▸ Stored items:

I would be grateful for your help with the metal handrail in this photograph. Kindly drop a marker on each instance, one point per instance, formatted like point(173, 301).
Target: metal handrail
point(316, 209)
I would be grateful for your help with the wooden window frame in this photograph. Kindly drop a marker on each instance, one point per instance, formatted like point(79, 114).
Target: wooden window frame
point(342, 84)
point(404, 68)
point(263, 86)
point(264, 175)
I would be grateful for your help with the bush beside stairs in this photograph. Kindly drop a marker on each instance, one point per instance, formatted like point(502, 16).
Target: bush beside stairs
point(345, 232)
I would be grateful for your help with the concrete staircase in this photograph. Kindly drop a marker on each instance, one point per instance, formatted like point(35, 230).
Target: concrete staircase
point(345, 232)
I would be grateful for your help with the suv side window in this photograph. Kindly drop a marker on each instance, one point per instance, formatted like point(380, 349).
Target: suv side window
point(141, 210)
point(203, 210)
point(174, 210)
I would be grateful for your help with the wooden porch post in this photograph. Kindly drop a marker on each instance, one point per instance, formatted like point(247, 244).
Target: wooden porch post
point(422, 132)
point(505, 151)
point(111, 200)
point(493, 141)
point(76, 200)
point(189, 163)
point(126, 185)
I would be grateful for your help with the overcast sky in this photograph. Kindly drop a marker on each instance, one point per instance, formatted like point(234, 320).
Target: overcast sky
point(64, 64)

▸ GIVEN EXERCISE: Reproduce each of the entries above word for word, line by line, with nothing changed.

▸ WRITTEN ANSWER:
I would be grateful for your help with the metal handrail in this photograph. Kindly drop a marker on each instance, one point per instance, formatted like point(173, 301).
Target: metal handrail
point(316, 209)
I would be grateful for your help with the wooden window frame in this photograph. Kindly drop a marker on each instance, one point per instance, formatted like point(79, 114).
Target: wooden window frame
point(342, 84)
point(404, 68)
point(263, 86)
point(264, 175)
I would be grateful for your help with the bush beside stairs in this photograph. Kindly drop a marker on each instance, one point per instance, formatted like point(502, 16).
Target: bush beside stairs
point(345, 232)
I would be grateful for your help with the concrete staircase in this photograph. Kindly drop a marker on each instance, one point per instance, formatted like point(35, 230).
Target: concrete staircase
point(345, 232)
I would be grateful for your help with the suv side window in this photograph. Kindly drop a marker on each instance, one point per instance, formatted like point(380, 349).
Target: suv side window
point(141, 210)
point(203, 210)
point(174, 210)
I would be grateful for your help with the wooden porch post in this photograph. Kindly drop a marker on each instance, one point per instance, formatted like point(247, 244).
Target: wooden porch post
point(422, 132)
point(505, 151)
point(111, 200)
point(493, 141)
point(76, 200)
point(189, 163)
point(126, 185)
I would be grateful for your help with the overcast sky in this photograph. Kindly drop a marker on each instance, one point per instance, formatted like point(234, 320).
Target: overcast sky
point(64, 64)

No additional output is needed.